Problems to solve -
A – Please echo the stretch of the texting-buddies thread from "I'm totally up" through "away from Houston.".
B – Condense the paragraph in the texting-buddies thread that begins "hey, hey. i'm down for texting." into a short bulleted list that keeps its main facts.

Passage shown -
┏━━

# Female looking for female texting buddies only.



## MidnightBlu

I'm looking for texting buddies and only females. Sorry guys. I just want to talk to more girls who relate to me when it comes to social anxiety and depression. I currently have little to no female texting buddies that relate to me. 

Please tell me about a bit about yourself first like your age and where you're located. I am located in the US and have unlimited texting within my country including iMessage as I have an iPhone. I don't have a texting plan for outside the US so if you have an iPhone and iMessage then we can text as that is free for all iPhone users.


----------



## Supalady05

hey, hey. i'm down for texting. i live in GA and also have unlimited texting. i have a few friends but it seems as though they're so busy all of the time, so it'd be nice to have someone to talk to. i'm 25 and i just started a new job a few weeks ago, so that's been a bit nerve-racking. i've just been feeling super lonely so just texting someone who could relate to my anxiety would be nice. anyway, pm me if you want to. 

tiff.


----------



## kskarzynski

Hello, I am from Milwaukee WI and I am 23 years old. I would be interested in texting, I also have a iPhone. It would be awesome to talk to somebody who understands my anxiety and the depression that comes along with it, there are so few people in my life that can actually relate to me and my fristrations. If you are interested message me and we can exchange #s

Kaynie


----------



## Mcdemc

I may be interested midnight if you're still looking you- not sure if you are but i live up in northern cal and also have an iPhone- hope all is good w/ you- we could talk a bit and see if we can give each other enough support :hs


----------



## niacin

I don't have an iphone, but I have unlimited texting :/


----------



## brewpacksox

I'm totally up for some texting buddies. I'm 25 and I live just outside of Chicago.


----------



## debutante

hey ladies. so are yall doing group texts?  anyways, this seems like a good outlet. i don't speak to many women and i would love to text and chit chat with similar women facing SA. A little about myself...I'm 28 and live a short while away from Houston.


----------



## staringatthesky

Im down with having texting buddy. I have an iphone and unlimited text. Just send me a message


----------



## Ohnoes2191

Oh meeee i need it. Im 21, no iphone but i have unlimited text... Ummm im really nice and try to be funny so if you ladies wanna exchange numbers message me :')


----------



## kellyanna

i live in ca


----------



## rb4444

Would be happy to have some texting buddies. I'm 20, live in the UK and have had social anxiety for as long as I can remember, it's got really bad these past few years and has left me with depression. Feel free to PM me. x


----------



## hipolito

18 from Ontario. pm me if you're around my age!

┗━━

Provided material -
┏━━

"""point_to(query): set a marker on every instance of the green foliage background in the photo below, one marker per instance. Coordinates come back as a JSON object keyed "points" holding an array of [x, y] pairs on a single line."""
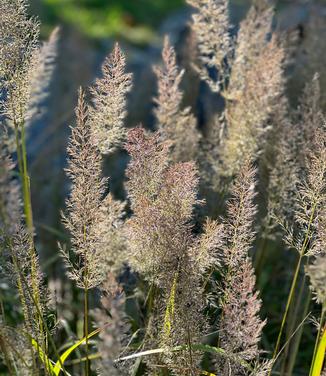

┗━━

Solutions to the exercise -
A –
I'm totally up for some texting buddies. I'm 25 and I live just outside of Chicago.


----------



## debutante

hey ladies. so are yall doing group texts?  anyways, this seems like a good outlet. i don't speak to many women and i would love to text and chit chat with similar women facing SA. A little about myself...I'm 28 and live a short while away from Houston.

B –
- Interested in texting; lives in GA and has unlimited texting.
- Has a few friends, but they seem busy all the time.
- Is 25 and started a new job a few weeks ago, which has been nerve-racking.
- Has been feeling very lonely and would like to text someone who can relate to the anxiety.
- Invites a PM from anyone interested.